BEGIN Data listing

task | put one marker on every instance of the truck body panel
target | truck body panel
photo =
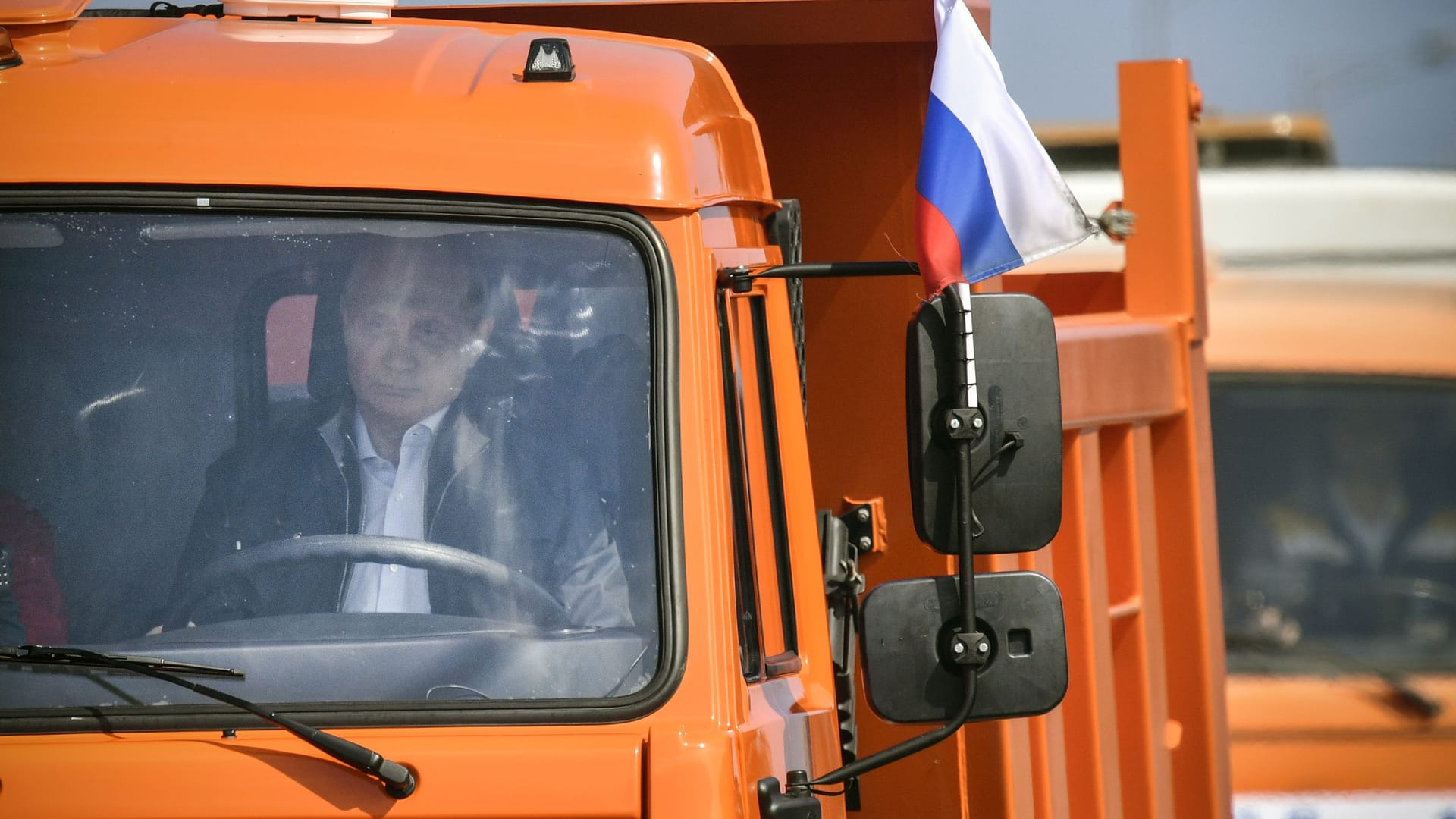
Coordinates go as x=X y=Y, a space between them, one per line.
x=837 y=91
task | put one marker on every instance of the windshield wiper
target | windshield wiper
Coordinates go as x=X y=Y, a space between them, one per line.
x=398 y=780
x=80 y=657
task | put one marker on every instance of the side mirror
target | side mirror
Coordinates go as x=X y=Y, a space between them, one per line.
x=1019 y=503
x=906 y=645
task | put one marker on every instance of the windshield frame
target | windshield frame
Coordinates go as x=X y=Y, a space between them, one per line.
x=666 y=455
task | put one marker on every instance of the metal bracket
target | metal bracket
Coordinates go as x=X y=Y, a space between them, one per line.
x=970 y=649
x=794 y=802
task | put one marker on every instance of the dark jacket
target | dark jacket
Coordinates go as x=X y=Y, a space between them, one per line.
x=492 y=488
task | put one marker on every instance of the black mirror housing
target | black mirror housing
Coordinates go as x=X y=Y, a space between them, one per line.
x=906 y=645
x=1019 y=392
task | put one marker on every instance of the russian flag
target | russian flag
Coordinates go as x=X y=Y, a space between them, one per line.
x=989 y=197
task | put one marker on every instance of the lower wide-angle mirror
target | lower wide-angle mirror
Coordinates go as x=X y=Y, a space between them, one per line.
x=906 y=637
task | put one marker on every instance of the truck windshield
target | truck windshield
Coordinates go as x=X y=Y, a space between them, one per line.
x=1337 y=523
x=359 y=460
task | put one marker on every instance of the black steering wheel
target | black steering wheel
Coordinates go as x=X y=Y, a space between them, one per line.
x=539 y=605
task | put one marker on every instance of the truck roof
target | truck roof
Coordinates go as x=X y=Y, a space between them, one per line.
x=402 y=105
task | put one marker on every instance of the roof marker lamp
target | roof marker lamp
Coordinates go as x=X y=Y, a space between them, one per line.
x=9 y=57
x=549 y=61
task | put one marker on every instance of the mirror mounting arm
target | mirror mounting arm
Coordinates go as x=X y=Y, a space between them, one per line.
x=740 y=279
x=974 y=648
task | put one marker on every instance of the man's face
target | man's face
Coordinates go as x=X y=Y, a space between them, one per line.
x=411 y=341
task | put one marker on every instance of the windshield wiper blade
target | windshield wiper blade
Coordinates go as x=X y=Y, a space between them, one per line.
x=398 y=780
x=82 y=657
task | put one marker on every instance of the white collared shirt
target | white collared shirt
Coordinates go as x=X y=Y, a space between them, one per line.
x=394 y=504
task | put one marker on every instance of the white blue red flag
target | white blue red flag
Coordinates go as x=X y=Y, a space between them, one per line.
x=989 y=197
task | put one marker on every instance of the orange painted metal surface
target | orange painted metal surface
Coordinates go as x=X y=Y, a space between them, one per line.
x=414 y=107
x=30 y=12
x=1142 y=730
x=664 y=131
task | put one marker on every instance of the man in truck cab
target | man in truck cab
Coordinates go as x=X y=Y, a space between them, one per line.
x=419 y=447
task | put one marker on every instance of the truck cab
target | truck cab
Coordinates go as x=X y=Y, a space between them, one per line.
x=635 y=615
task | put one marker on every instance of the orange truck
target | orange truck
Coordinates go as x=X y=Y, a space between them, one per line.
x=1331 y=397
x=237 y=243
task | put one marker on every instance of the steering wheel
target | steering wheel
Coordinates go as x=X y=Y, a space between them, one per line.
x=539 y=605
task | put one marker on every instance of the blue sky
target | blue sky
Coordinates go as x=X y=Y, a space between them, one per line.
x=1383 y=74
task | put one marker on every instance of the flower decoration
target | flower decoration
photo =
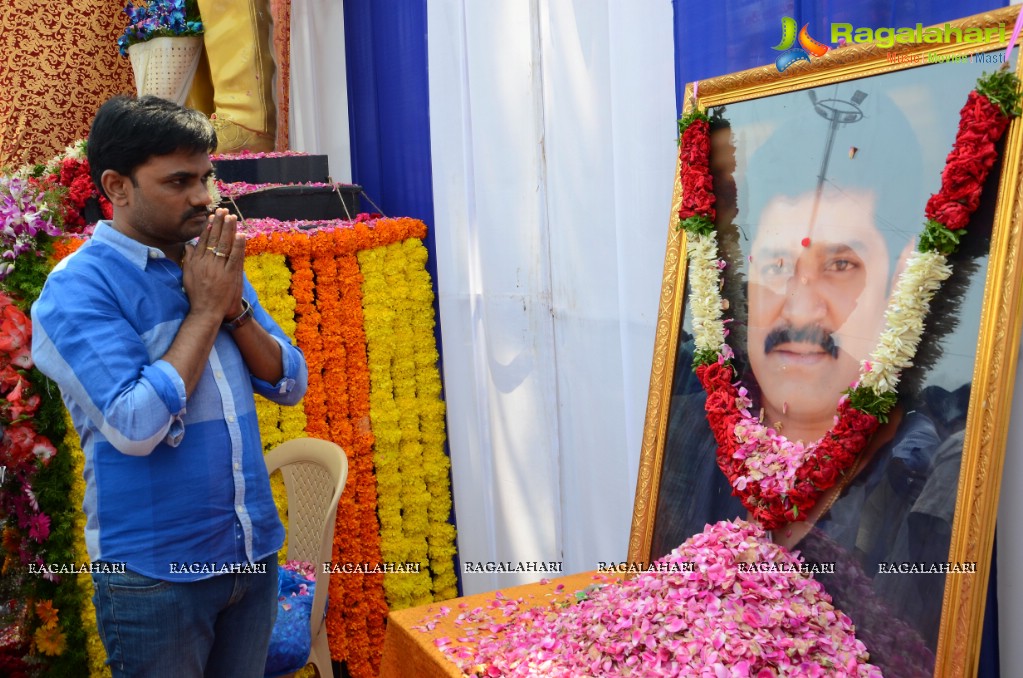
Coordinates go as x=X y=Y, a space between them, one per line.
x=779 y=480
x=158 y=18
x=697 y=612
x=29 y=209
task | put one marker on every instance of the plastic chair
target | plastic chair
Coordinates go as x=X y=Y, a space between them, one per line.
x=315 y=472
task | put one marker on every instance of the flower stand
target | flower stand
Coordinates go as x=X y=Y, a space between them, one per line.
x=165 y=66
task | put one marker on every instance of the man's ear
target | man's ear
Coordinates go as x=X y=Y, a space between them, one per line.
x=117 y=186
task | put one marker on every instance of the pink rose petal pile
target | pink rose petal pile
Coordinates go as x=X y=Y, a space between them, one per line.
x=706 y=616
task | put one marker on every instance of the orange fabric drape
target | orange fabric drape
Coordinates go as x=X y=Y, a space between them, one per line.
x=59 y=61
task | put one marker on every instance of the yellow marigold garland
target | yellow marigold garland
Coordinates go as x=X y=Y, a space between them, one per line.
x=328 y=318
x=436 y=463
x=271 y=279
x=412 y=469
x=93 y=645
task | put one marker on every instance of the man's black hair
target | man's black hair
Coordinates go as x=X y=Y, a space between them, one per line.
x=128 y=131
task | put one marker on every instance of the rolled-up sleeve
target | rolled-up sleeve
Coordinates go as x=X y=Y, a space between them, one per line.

END Data listing

Work instruction
Could you transcribe the records above exactly, leaving every picture out?

Answer for the task
task | put one marker on every instance of the truck body panel
target | truck body panel
photo =
Coordinates go as x=X y=Y, a space between them, one per line.
x=837 y=91
task | put one marker on every instance of the windshield wiper
target | windshield wiper
Coordinates go as x=X y=Y, a space between them, one per line.
x=398 y=780
x=80 y=657
task | put one marker on every instance of the side mirror
target | side mirror
Coordinates go as x=X y=Y, a space between them, one per line.
x=1019 y=503
x=906 y=645
task | put one marker on every instance of the windshield frame
target | windshield frame
Coordinates go as x=X y=Y, a space between them, one per line.
x=666 y=455
task | put one marker on every instance of the metal bracket
target | metal bracket
Coordinates go as x=X y=Y, a space between them, one per line.
x=970 y=649
x=794 y=802
task | put one marker on every instance of the dark jacket
target | dark jacket
Coordinates go as x=X y=Y, a space between them, one per line.
x=492 y=488
task | put one marker on every instance of the black mirror housing
target | black mirror housing
Coordinates go as x=X y=Y, a space between them, one per line.
x=906 y=645
x=1019 y=392
task | put one marker on every instance of the russian flag
target | russian flag
Coordinates go as x=X y=Y, a space between them, one per line.
x=989 y=197
task | put one marker on every instance of the lower wide-angle mirror
target | lower wide-angle mirror
Coordinates go as x=X y=Y, a space between them, one per line.
x=906 y=637
task | put one marker on every instance of the truck windshield
target | truck windshield
Coordinates go as x=X y=Y, a space between them, one per line.
x=1337 y=523
x=359 y=460
task | put one marker on every instance of the black steering wheel
target | black steering wheel
Coordinates go as x=X y=Y, a space between them, one per line.
x=539 y=605
task | put one marker on every instance of the truck roof
target | truck roof
Coordinates go as x=X y=Y, a space between them, one per line.
x=402 y=105
task | put one marker on every instance of the roof marker lamp
target | roof marker lamp
Coordinates go as x=X y=Y, a space between them, one per line.
x=9 y=57
x=549 y=61
task | put one marker on every instance of the mirror mounting arm
target | mirror mounting arm
Coordinates go as x=X y=Y, a space between them, one per line.
x=740 y=279
x=974 y=648
task | put one marker on every instance of the man's face
target | man's face
Coordinates go as x=X y=Y, a space between them, one per line.
x=411 y=341
task | put one marker on every instance of the windshield wiper blade
target | windshield wiper blade
Coordinates go as x=X y=Y, a space between them, one per line.
x=398 y=780
x=82 y=657
task | put one marker on every instance of the white collared shirt
target | white collared shirt
Coordinates go as x=X y=Y, a space between them, one per line.
x=394 y=504
task | put one marker on every instance of the white blue red flag
target | white blue red flag
Coordinates go as x=X y=Y, a space between them, one per line.
x=989 y=197
task | put one marker on every instance of the orange painted metal surface
target | orange painted metal surface
Coordinates go as x=X y=Y, a space between them, one per line.
x=414 y=107
x=30 y=12
x=1142 y=730
x=664 y=131
task | put one marker on every instance of the man in truck cab
target | man in truck cab
Coordinates go as x=X y=Y, a space between them, one per line.
x=419 y=447
task | put one marker on every instance of the truck cab
target | truck cab
Coordinates go as x=X y=Y, a space between them, one per line.
x=635 y=615
task | put one marker on every instance of the orange truck
target | orange truck
Coordinates go as x=X y=Y, a space between them, one per line.
x=1331 y=397
x=237 y=243
task | put one marker on every instance of the steering wheel
target | steering wheel
Coordinates go as x=X y=Y, a space between them, one per line.
x=539 y=605
task | put one marker on every instance of the blue sky
target | blue sky
Coordinates go as x=X y=Y, a space between them, one per line.
x=1383 y=74
task | put one marker on every instance of the flower decoration
target | flower decoration
photo =
Coordinates go as x=X y=Y, a space between them, one per line.
x=779 y=480
x=158 y=18
x=697 y=612
x=29 y=209
task | put one marker on every instance of the plastic chair
target | plastic chair
Coordinates go as x=X y=Y, a space between them, one per line.
x=315 y=472
task | put one marker on every instance of the flower stand
target | flower stand
Coordinates go as x=X y=Y, a space between them, one per line.
x=165 y=66
task | put one marker on every instance of the man's ear
target | man's ear
Coordinates go as x=X y=Y, a space between them, one per line.
x=117 y=186
task | put one marker on every instance of the pink rose petal pile
target | pink rose petal pile
Coordinates go as x=X y=Y, a space between them, one per line.
x=706 y=616
task | put one marker on every instance of the orange fabric drape
target | orange fabric drape
Coordinates go as x=X y=Y, a space between them, one per line.
x=59 y=61
task | put one marker on every instance of the yellow marigold garland
target | yellow marigold garland
Coordinates go as x=X y=Y, a space between them, one per line.
x=328 y=318
x=436 y=463
x=271 y=279
x=412 y=469
x=93 y=645
task | put one marker on every instance of the man's black hair
target | man's black hair
Coordinates go as x=X y=Y, a space between them, one per line.
x=128 y=131
task | put one marker on every instance of the rolled-up sleeve
target | rolled-up sleeve
Coordinates go as x=X y=Y, a space between them, one per line.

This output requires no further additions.